● WHAT NEEDS TO BE DONE: Copy the part of the items that opens with the line containing "pixel 263 5." and closes with the line containing "pixel 379 45", substituting "Object" for every "Target" and leaving everything else untouched.

● DATASET EXTRACT:
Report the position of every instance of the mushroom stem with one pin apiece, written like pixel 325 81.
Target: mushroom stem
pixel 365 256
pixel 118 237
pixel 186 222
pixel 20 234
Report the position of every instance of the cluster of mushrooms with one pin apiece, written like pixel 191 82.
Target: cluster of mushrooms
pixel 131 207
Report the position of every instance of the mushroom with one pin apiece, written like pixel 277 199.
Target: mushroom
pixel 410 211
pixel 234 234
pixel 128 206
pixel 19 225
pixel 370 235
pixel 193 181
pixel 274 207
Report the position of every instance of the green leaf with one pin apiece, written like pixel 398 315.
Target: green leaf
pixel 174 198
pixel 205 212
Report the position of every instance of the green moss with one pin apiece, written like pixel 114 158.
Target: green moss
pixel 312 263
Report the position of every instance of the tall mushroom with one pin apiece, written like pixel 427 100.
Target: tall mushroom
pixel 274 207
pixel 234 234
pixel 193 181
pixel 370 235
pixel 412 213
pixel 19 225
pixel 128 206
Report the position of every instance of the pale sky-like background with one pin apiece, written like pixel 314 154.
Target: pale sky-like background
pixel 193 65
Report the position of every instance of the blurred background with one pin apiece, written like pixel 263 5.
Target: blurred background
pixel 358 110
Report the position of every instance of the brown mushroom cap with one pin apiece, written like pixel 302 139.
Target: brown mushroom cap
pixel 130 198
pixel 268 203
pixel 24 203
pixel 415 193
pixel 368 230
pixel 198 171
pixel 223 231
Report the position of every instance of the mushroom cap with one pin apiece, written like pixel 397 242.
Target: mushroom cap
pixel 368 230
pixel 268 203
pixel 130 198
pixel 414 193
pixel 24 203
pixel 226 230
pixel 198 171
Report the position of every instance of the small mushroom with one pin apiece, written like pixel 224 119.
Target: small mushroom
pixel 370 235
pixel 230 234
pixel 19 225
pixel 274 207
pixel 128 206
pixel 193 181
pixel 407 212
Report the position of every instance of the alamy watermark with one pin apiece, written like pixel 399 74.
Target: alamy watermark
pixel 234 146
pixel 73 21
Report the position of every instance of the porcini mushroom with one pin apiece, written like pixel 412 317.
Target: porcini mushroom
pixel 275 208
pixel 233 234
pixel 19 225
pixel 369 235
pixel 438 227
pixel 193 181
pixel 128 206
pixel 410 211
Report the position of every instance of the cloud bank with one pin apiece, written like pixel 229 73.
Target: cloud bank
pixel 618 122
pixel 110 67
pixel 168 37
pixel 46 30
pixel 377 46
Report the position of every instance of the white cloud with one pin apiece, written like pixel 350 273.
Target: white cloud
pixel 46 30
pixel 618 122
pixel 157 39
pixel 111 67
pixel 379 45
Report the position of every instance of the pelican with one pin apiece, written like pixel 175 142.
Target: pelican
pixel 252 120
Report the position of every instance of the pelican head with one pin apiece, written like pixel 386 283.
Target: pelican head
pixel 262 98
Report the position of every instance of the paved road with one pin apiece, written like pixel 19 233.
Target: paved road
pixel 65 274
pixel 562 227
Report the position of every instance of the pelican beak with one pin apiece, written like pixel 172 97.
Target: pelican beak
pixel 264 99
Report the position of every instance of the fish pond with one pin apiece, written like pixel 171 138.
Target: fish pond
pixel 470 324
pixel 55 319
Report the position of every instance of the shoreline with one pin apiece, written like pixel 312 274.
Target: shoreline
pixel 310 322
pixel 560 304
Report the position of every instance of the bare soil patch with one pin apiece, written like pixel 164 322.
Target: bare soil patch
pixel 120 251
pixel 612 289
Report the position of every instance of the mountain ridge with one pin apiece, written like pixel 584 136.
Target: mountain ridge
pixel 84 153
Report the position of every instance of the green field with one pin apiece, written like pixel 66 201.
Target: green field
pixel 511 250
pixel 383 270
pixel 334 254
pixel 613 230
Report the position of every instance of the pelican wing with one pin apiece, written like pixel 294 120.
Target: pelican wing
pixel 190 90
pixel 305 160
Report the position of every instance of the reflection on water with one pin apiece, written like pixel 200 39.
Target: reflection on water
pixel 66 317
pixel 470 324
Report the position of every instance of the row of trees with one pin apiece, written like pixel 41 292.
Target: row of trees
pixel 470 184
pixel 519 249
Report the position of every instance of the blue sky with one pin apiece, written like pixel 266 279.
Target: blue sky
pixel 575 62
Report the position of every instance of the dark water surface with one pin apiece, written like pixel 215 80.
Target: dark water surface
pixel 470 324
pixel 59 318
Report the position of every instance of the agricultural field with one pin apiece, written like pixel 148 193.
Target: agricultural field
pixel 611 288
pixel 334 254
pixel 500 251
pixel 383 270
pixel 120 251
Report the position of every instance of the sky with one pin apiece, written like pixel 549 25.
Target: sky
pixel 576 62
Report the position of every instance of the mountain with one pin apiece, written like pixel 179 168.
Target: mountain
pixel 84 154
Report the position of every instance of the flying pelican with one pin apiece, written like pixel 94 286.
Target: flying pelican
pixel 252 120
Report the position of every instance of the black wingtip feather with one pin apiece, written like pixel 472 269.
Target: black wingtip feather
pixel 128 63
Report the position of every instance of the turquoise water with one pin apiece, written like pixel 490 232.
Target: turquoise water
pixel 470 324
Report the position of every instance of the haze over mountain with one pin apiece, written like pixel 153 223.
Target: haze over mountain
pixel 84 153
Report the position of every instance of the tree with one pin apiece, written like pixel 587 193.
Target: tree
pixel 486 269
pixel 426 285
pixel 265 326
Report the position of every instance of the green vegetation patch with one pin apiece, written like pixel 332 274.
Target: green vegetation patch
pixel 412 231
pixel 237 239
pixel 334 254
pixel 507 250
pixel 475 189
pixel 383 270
---
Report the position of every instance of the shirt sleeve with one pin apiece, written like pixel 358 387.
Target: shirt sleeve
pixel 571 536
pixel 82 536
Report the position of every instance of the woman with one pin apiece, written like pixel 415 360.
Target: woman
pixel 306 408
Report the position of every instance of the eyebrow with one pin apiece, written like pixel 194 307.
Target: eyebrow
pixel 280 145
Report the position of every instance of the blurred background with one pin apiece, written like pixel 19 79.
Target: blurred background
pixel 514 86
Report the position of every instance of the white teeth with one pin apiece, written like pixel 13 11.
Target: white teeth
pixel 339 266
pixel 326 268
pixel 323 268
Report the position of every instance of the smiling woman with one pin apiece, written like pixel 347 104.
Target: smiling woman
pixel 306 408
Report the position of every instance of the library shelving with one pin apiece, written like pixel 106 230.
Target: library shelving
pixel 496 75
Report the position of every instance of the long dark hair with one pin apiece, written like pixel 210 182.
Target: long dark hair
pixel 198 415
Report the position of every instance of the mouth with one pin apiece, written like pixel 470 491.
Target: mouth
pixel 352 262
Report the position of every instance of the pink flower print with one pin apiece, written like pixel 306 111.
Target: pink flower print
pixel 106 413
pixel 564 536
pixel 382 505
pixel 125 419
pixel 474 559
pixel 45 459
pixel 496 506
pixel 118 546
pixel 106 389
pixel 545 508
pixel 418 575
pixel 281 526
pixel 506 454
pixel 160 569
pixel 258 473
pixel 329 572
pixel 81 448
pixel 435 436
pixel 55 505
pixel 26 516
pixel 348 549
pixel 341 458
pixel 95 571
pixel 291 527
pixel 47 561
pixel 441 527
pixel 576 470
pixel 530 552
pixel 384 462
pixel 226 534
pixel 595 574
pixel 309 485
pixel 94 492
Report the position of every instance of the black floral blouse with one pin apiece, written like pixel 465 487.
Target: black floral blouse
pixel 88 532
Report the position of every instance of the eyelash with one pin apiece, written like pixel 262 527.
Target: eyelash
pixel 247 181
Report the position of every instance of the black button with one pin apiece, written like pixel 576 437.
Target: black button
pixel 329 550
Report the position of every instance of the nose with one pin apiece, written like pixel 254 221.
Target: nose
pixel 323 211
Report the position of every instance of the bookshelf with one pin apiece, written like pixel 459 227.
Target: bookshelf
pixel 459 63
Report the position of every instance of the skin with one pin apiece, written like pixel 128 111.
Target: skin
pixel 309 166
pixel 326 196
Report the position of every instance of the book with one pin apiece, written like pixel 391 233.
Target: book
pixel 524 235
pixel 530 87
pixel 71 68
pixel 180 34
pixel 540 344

● RESPONSE:
Report the position of every instance of the blurred background with one pin apiece, written like pixel 263 5.
Object: blurred background
pixel 358 110
Report the position of every instance of the brown mushroom cap with one pin apiece, written like pixel 302 139.
Object: brown mushroom cap
pixel 130 198
pixel 268 203
pixel 24 203
pixel 415 193
pixel 368 230
pixel 198 171
pixel 223 231
Report the position of every instance of the mushroom cap with one pin apiece, written like pixel 397 242.
Object: mushroom cap
pixel 368 230
pixel 268 203
pixel 130 198
pixel 414 193
pixel 24 203
pixel 226 230
pixel 198 171
Report the position of every instance of the small mushroom with one pin apiece, written like pixel 224 119.
Object: small mushroom
pixel 370 235
pixel 230 234
pixel 19 225
pixel 274 207
pixel 128 206
pixel 193 181
pixel 407 212
Report the position of every instance of the alamy watermark with one pin apiece, written like pixel 399 74.
Object: alamy watermark
pixel 234 146
pixel 73 21
Report the position of every instance of the porcini mushroom with one pin apiece, written like pixel 412 317.
Object: porcini mushroom
pixel 275 208
pixel 233 234
pixel 19 225
pixel 369 235
pixel 438 227
pixel 193 181
pixel 128 206
pixel 410 211
Report the position of every instance of the cloud bank with one pin apiece, written like pixel 229 73.
Object: cloud bank
pixel 618 122
pixel 110 67
pixel 168 37
pixel 46 30
pixel 377 46
Report the position of every instance of the white cloud with one pin apiece, written like pixel 350 273.
Object: white cloud
pixel 46 30
pixel 618 122
pixel 157 39
pixel 111 67
pixel 379 45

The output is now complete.